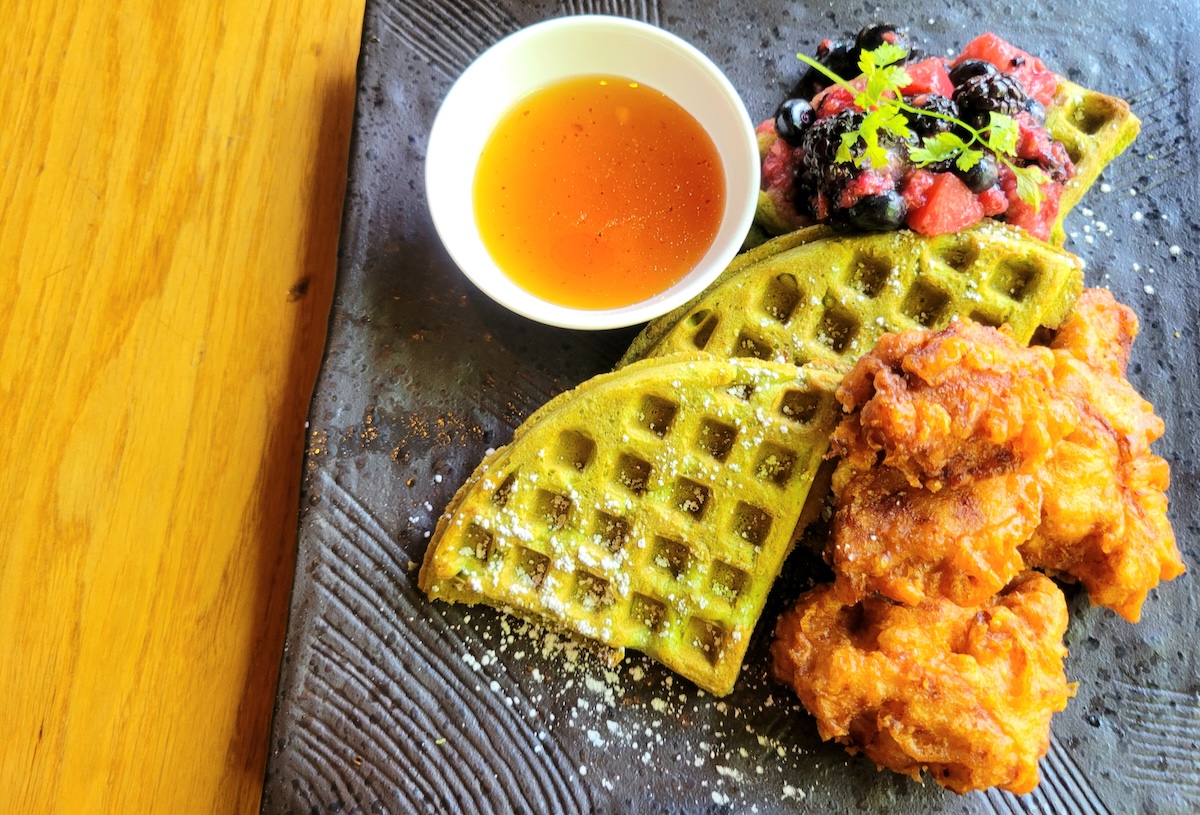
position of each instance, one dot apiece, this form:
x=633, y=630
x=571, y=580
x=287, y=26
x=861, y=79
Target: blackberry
x=989, y=93
x=839, y=57
x=967, y=69
x=927, y=126
x=792, y=118
x=874, y=36
x=881, y=213
x=984, y=175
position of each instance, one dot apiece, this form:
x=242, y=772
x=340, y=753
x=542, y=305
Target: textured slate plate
x=389, y=703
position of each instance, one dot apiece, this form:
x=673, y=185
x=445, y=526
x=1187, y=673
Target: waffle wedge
x=829, y=299
x=653, y=510
x=1095, y=129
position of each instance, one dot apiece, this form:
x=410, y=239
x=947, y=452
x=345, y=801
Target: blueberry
x=792, y=118
x=983, y=175
x=880, y=213
x=967, y=69
x=839, y=57
x=1036, y=109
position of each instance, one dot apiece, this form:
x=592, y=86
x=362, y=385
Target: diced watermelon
x=779, y=167
x=837, y=99
x=994, y=202
x=929, y=76
x=949, y=207
x=1039, y=82
x=916, y=189
x=1037, y=221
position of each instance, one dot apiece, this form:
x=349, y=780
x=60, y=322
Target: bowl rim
x=460, y=235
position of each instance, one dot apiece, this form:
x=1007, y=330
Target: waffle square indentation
x=503, y=492
x=553, y=509
x=707, y=637
x=479, y=543
x=869, y=274
x=707, y=323
x=838, y=329
x=592, y=593
x=633, y=473
x=726, y=581
x=648, y=612
x=801, y=406
x=532, y=567
x=775, y=465
x=610, y=532
x=925, y=304
x=959, y=255
x=750, y=346
x=751, y=523
x=1015, y=279
x=717, y=438
x=575, y=449
x=671, y=556
x=655, y=414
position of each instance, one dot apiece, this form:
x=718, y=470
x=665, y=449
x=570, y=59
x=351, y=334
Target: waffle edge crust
x=652, y=508
x=811, y=297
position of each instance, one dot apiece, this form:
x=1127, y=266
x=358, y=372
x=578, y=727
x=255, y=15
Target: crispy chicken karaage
x=964, y=460
x=948, y=406
x=1104, y=504
x=935, y=487
x=963, y=693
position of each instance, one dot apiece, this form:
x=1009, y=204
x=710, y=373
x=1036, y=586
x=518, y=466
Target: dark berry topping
x=839, y=57
x=792, y=118
x=927, y=126
x=1036, y=109
x=984, y=175
x=967, y=69
x=985, y=94
x=880, y=213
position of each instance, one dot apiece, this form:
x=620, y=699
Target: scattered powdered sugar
x=639, y=720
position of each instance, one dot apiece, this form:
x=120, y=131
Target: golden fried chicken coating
x=947, y=406
x=910, y=544
x=966, y=694
x=1104, y=508
x=935, y=489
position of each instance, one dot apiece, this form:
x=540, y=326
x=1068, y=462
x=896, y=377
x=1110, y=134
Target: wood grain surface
x=171, y=191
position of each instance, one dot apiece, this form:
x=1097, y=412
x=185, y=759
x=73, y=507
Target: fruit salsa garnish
x=885, y=111
x=916, y=142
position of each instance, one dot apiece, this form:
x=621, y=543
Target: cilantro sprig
x=883, y=114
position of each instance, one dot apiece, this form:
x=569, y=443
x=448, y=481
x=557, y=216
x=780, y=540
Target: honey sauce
x=598, y=192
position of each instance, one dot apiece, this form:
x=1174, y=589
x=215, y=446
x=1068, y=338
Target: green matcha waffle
x=652, y=510
x=1095, y=129
x=828, y=300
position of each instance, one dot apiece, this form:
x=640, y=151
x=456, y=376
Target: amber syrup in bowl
x=598, y=192
x=592, y=172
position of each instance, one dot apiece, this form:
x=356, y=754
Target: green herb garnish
x=883, y=113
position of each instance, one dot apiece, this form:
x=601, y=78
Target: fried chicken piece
x=910, y=544
x=936, y=487
x=966, y=694
x=1104, y=509
x=948, y=406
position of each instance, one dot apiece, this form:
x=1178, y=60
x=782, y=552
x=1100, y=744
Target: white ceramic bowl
x=557, y=49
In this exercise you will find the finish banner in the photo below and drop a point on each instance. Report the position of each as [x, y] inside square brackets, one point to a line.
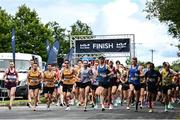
++++++++++
* WORK INSTRUCTIONS *
Recast every line of the records above as a JSON list of strings, one string per line, with blank lines skipped and the pictures left out.

* SOLUTION *
[
  "position of each instance, one dot apiece, this form:",
  "x=633, y=630",
  "x=571, y=580",
  "x=287, y=26",
  "x=861, y=79",
  "Target: blackberry",
  "x=989, y=93",
  "x=839, y=57",
  "x=967, y=69",
  "x=927, y=126",
  "x=792, y=118",
  "x=874, y=36",
  "x=881, y=213",
  "x=984, y=175",
  "position of each instance, one dot apiece, this form:",
  "x=242, y=772",
  "x=340, y=753",
  "x=542, y=305",
  "Target: textured slate plate",
  "x=389, y=703",
  "position of each instance, one dot apiece, this form:",
  "x=673, y=185",
  "x=445, y=526",
  "x=1187, y=673",
  "Target: waffle wedge",
  "x=829, y=299",
  "x=653, y=510",
  "x=1095, y=129",
  "position of each instance, one dot apiece, this form:",
  "x=410, y=239",
  "x=947, y=452",
  "x=345, y=801",
  "Target: blueberry",
  "x=792, y=118",
  "x=983, y=175",
  "x=880, y=213",
  "x=967, y=69",
  "x=839, y=57",
  "x=1036, y=109",
  "position of each instance, one dot apiece, this form:",
  "x=592, y=86",
  "x=362, y=385",
  "Target: diced watermelon",
  "x=779, y=167",
  "x=837, y=99",
  "x=994, y=202",
  "x=929, y=76",
  "x=949, y=207",
  "x=1039, y=82",
  "x=916, y=189",
  "x=1037, y=221",
  "position of each instance, one dot apiece, this form:",
  "x=349, y=780",
  "x=60, y=322",
  "Target: bowl rim",
  "x=460, y=235",
  "position of each instance, one dot apiece, this form:",
  "x=1007, y=330",
  "Target: waffle square indentation",
  "x=503, y=492",
  "x=553, y=509",
  "x=707, y=637",
  "x=479, y=543",
  "x=869, y=274",
  "x=707, y=323",
  "x=838, y=329",
  "x=592, y=593",
  "x=633, y=473",
  "x=726, y=581",
  "x=648, y=612",
  "x=801, y=406",
  "x=532, y=567",
  "x=775, y=465",
  "x=610, y=532",
  "x=925, y=304",
  "x=959, y=255",
  "x=750, y=346",
  "x=751, y=523",
  "x=1015, y=279",
  "x=717, y=438",
  "x=575, y=449",
  "x=671, y=556",
  "x=655, y=414",
  "position of each instance, one dot apiece, this form:",
  "x=718, y=470",
  "x=665, y=449",
  "x=570, y=59",
  "x=351, y=334",
  "Target: waffle edge crust",
  "x=652, y=508",
  "x=811, y=297",
  "position of each instance, one dot apiece, this form:",
  "x=1127, y=266",
  "x=358, y=372",
  "x=578, y=727",
  "x=255, y=15",
  "Target: crispy chicken karaage",
  "x=964, y=460",
  "x=948, y=406",
  "x=1104, y=504",
  "x=935, y=487",
  "x=963, y=693",
  "position of each instance, one dot apiece, this form:",
  "x=1009, y=204",
  "x=710, y=373",
  "x=1036, y=586",
  "x=518, y=466",
  "Target: dark berry topping",
  "x=839, y=57",
  "x=792, y=118",
  "x=927, y=126",
  "x=1036, y=109",
  "x=984, y=175",
  "x=967, y=69",
  "x=985, y=94",
  "x=880, y=213",
  "position of each instance, one dot apiece, this form:",
  "x=620, y=699",
  "Target: scattered powdered sugar",
  "x=639, y=720",
  "position of each instance, one dot apiece, this form:",
  "x=120, y=131",
  "Target: golden fried chicken coating",
  "x=947, y=406",
  "x=910, y=544",
  "x=966, y=694",
  "x=1104, y=508",
  "x=935, y=489",
  "position of each instance, one dot apiece, this form:",
  "x=540, y=326",
  "x=1068, y=462",
  "x=896, y=377",
  "x=1110, y=134",
  "Target: wood grain surface",
  "x=171, y=191",
  "position of each instance, one dot apiece, this form:",
  "x=1097, y=412",
  "x=185, y=759",
  "x=73, y=507",
  "Target: fruit salsa garnish",
  "x=885, y=111",
  "x=916, y=142",
  "position of each instance, one dot apiece, this form:",
  "x=621, y=543",
  "Target: cilantro sprig",
  "x=883, y=114",
  "position of each instance, one dot apiece, this form:",
  "x=569, y=443",
  "x=448, y=481",
  "x=557, y=216",
  "x=780, y=540",
  "Target: honey sauce",
  "x=598, y=192",
  "position of each instance, one dot apiece, this form:",
  "x=1174, y=589",
  "x=215, y=446",
  "x=1068, y=338",
  "Target: green matcha waffle",
  "x=652, y=510",
  "x=1095, y=129",
  "x=828, y=300",
  "position of each instance, one dot apiece, this form:",
  "x=640, y=151",
  "x=456, y=376",
  "Target: amber syrup in bowl",
  "x=598, y=192",
  "x=592, y=172",
  "position of each instance, one dot apiece, this form:",
  "x=356, y=754",
  "Target: green herb garnish",
  "x=883, y=113",
  "position of each instance, one dot apiece, this form:",
  "x=601, y=78",
  "Target: fried chicken piece",
  "x=910, y=544",
  "x=936, y=487",
  "x=966, y=694",
  "x=1104, y=509",
  "x=948, y=406",
  "position of each instance, one dot apiece, this form:",
  "x=1178, y=60",
  "x=782, y=552",
  "x=1100, y=744",
  "Target: white ceramic bowl",
  "x=557, y=49",
  "In this exercise you will find the finish banner in the photo below and drop a point on each instance. Report the position of each as [x, y] inside square brackets, one point to a line."
]